- Given problem:
Write out every one of the records below word for word, changing nothing.

- Data supplied:
'''

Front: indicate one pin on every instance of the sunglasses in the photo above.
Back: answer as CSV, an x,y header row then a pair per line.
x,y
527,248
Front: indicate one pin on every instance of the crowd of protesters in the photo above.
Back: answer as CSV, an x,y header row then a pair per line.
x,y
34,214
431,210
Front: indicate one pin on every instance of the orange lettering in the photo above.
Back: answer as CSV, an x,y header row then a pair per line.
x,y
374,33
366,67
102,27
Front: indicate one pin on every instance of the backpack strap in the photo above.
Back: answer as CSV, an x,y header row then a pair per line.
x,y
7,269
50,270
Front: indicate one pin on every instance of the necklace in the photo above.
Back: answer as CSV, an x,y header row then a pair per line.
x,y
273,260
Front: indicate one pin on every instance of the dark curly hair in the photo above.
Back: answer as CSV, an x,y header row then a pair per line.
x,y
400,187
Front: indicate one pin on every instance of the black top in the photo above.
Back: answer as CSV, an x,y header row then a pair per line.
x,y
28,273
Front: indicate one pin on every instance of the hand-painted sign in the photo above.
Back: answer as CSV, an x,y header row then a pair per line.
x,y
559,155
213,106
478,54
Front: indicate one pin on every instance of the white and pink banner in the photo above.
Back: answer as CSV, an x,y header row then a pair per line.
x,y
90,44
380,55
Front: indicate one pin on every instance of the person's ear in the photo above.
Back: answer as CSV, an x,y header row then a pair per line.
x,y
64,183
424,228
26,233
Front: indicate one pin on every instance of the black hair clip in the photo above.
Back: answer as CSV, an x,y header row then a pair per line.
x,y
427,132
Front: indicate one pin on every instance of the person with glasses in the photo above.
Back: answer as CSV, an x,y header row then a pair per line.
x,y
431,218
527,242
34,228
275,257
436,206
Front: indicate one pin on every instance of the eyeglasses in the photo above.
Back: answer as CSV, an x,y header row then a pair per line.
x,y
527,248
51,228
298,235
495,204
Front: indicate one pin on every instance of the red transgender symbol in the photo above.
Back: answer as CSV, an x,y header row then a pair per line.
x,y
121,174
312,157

'''

- Reply:
Front: indicate one pin on every instance of the sunglasses in the photo above.
Back: answer as CSV, an x,y header row then a pair per line.
x,y
527,248
Front: indicate one pin on every instance of the crowd of protesters in the photo above.
Back: answer as CSV, an x,y header row then a pair per line.
x,y
34,214
431,210
Front: indicate one pin on every instance of the orange lettering in the photo above.
Back: answer as CSV, an x,y header row then a pair per line.
x,y
374,33
366,67
102,27
Front: indicate one pin on every instance of the backpack strap in the photo above.
Back: answer as CSV, an x,y header row then a pair per line.
x,y
7,269
50,270
Front: indicate one pin on every instance of the necklace in the photo above.
Back: answer as CSV, an x,y header row then a pair per line.
x,y
273,260
Front: indicate one pin on every instance of the dark curly hair in the photo above.
Back: answer as CSV, an x,y header row then a pair per line.
x,y
400,187
Front: indicate one pin on every instance of the black top in the photo above.
Back: answer as CSV, an x,y header row then a pair per line.
x,y
28,273
Front: indicate one pin on every instance of the hand-painted sign in the photo above.
Back: answer as CSV, an x,y header row then a pair per line.
x,y
559,155
213,106
478,54
Front: indicate one pin on every instance of the white and pink banner in the photo above.
Back: answer as CSV, an x,y header row then a pair per line.
x,y
90,44
380,55
Front: indicate one pin on every instance of the person's ear in the photo above.
Back: answer as CSV, an x,y header row then a pair per line.
x,y
64,183
424,228
26,233
Front: indicate one pin on every instance of the black hair clip in the photo above.
Back: answer as CSV, an x,y header row then a pair per line.
x,y
427,132
Front: indicate one pin on every instance of the person with glasses in the photo above.
Back: answer as CSV, an x,y header row then a pair per line.
x,y
431,218
527,242
34,228
275,257
436,206
Front: indicate one pin on every instance of the eyeglasses in the photo above.
Back: answer as CSV, an x,y header row then a pair per line.
x,y
527,248
51,228
298,235
495,204
Front: indicate one pin on every instance of the red transgender symbol in the photo above.
Back: answer as CSV, an x,y header row then a pair per line.
x,y
121,174
312,157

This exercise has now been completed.